▶ _WRITTEN REQUEST_:
An exact copy of the records is required, minus the pictures they hold.

## BEGIN PROVIDED RECORDS

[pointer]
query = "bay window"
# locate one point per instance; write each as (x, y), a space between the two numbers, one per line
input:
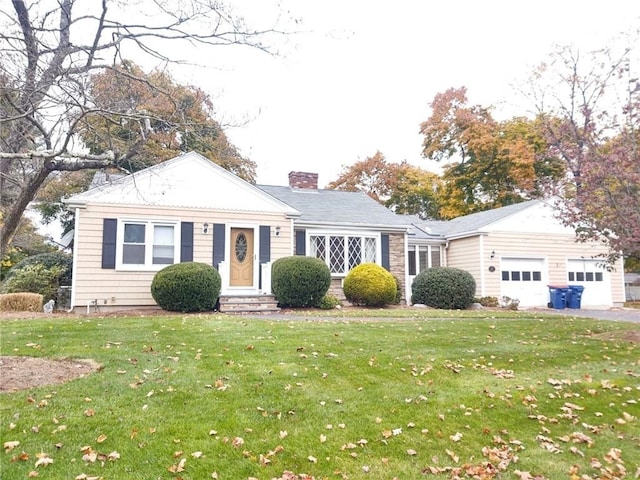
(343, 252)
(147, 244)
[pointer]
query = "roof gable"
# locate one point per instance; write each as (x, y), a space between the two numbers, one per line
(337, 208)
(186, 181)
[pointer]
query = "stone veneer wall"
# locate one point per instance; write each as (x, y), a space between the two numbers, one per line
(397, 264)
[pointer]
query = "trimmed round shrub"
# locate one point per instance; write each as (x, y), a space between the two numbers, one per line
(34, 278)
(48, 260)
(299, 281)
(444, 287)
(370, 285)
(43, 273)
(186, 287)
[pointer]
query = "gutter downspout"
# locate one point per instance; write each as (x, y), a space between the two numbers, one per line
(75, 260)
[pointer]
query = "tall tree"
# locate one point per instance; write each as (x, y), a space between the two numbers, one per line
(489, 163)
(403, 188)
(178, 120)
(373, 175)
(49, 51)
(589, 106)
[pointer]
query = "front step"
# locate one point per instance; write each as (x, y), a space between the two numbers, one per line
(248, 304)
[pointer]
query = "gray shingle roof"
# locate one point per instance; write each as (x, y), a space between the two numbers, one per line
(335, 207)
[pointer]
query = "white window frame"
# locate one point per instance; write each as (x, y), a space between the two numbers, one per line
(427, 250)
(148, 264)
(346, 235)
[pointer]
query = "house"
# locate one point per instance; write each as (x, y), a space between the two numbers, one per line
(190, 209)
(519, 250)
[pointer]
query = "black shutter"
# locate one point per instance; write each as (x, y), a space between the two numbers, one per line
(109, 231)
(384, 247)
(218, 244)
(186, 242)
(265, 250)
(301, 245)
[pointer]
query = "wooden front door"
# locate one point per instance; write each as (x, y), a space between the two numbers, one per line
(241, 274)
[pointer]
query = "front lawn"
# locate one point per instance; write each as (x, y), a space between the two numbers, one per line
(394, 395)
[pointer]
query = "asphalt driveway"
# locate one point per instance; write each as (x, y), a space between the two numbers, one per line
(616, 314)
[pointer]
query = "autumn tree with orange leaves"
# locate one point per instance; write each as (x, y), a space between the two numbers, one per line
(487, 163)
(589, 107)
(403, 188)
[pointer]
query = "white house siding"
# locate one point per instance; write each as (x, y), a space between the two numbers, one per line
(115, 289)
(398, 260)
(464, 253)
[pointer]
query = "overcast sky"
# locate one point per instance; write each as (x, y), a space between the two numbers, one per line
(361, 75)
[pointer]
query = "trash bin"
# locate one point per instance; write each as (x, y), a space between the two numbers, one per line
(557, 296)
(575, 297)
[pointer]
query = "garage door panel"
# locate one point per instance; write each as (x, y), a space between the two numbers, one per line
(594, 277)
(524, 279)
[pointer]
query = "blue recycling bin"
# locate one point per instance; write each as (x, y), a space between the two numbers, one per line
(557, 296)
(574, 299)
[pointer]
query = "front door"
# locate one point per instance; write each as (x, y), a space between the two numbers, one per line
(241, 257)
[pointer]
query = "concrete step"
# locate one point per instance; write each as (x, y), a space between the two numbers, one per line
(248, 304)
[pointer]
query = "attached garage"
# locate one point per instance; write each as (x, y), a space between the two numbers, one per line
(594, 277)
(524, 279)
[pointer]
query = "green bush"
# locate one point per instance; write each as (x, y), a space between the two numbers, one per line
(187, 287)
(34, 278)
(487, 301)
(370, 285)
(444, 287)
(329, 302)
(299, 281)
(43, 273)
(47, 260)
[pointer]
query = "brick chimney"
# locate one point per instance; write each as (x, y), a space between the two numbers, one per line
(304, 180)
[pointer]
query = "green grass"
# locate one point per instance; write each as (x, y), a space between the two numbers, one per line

## END PROVIDED RECORDS

▶ _WRITTEN ANSWER_:
[pointer]
query = "bay window"
# locate one point per instance; write each as (x, y), a space between the two numbers, one per line
input:
(343, 252)
(147, 244)
[pointer]
query = "roof gable"
# locate one point per instance; write each as (x, y), a space between the two numbers, one per line
(337, 208)
(186, 181)
[pointer]
query = "stone veneer wall"
# locate one point per instance; write each as (x, y), a space between the two numbers, one per line
(397, 264)
[pointer]
query = "trimmed round shrub"
# locate one point per instance; write each as (x, y), a space between the two numbers, one per line
(34, 278)
(48, 260)
(299, 281)
(444, 287)
(370, 285)
(43, 273)
(186, 287)
[pointer]
query = "gutter downspout"
# locate one point per instance; write each as (x, y), a space between the two numbers, one per line
(75, 260)
[pointer]
query = "tall tree"
# locate one point per instance; write each as (x, y), a space between the two numbers, one per line
(489, 163)
(403, 188)
(178, 120)
(373, 175)
(49, 51)
(589, 106)
[pointer]
query = "front step"
# locate one point per instance; write each as (x, y), a space between the two numbers, one per line
(248, 304)
[pointer]
query = "gray shingle roof"
# locate one point per instance; write each as (x, y), a space between the two numbers, one per line
(335, 207)
[pointer]
query = "white window frame"
# locate one point per instance; write each as (x, y), a space between the two numbers, one per line
(427, 250)
(148, 264)
(346, 235)
[pointer]
query = "house"
# locate one point per instance; write each as (x, y), a space between the two numbers, one per line
(190, 209)
(519, 250)
[pointer]
query = "black shutter"
# locate one point per instance; write each as (x, y), a space between the two numbers, one per line
(109, 231)
(384, 247)
(218, 244)
(186, 242)
(265, 250)
(301, 245)
[pointer]
query = "wooden front door"
# locate one point per instance; write each as (x, y), a space between the two numbers, one per line
(241, 274)
[pointer]
query = "front lawn"
# locate one point per instance; write each as (x, y), a space between the two numbers, one per line
(394, 395)
[pointer]
query = "asphalt driveway"
# locate one point per instance; write each as (x, y), a space between the two numbers, one per line
(616, 314)
[pointer]
query = "autumn tree with orange leaves"
# locate one point per instance; write each as (x, y), a space between the two numbers, one per line
(487, 163)
(589, 107)
(403, 188)
[pointer]
query = "white house siding"
# locate one point per instance; write each as (x, y), a space between the two numbers, one per line
(115, 289)
(398, 260)
(464, 253)
[pointer]
query = "overcast sky"
# locate one point per instance; write each as (x, y), a space between the two numbers, one per line
(361, 75)
[pointer]
query = "trash bin"
# locate one point per instance; write each as (x, y), a space between the two numbers, one per line
(557, 296)
(575, 297)
[pointer]
query = "garage door panel"
# locate one point per instance; write each as (x, y), a space between the two numbers, one per line
(594, 277)
(524, 279)
[pointer]
query = "blue recycling bin"
# locate one point per instance; write each as (x, y), a space between the two numbers, one per line
(557, 296)
(574, 299)
[pointer]
query = "front door"
# locate one point per instance; write each as (x, y), a space between the two numbers, one per line
(241, 257)
[pointer]
query = "concrete step"
# locate one point per instance; write each as (x, y), a space between the two numbers, one per line
(248, 304)
[pointer]
query = "attached garage"
# locate one point per instance; write each as (x, y), a space between the two numbers, one per line
(594, 277)
(524, 279)
[pointer]
query = "green bush"
# locate one point per instance; write each as (x, y), a space between the two numbers, one per line
(187, 287)
(34, 278)
(487, 301)
(370, 285)
(444, 287)
(329, 302)
(299, 281)
(43, 273)
(47, 260)
[pointer]
query = "brick chimney"
# locate one point per instance; write each as (x, y), a space between the two numbers, one per line
(304, 180)
[pointer]
query = "green grass"
# locate one point per instance; write each as (x, y), a space between the two numbers, one per line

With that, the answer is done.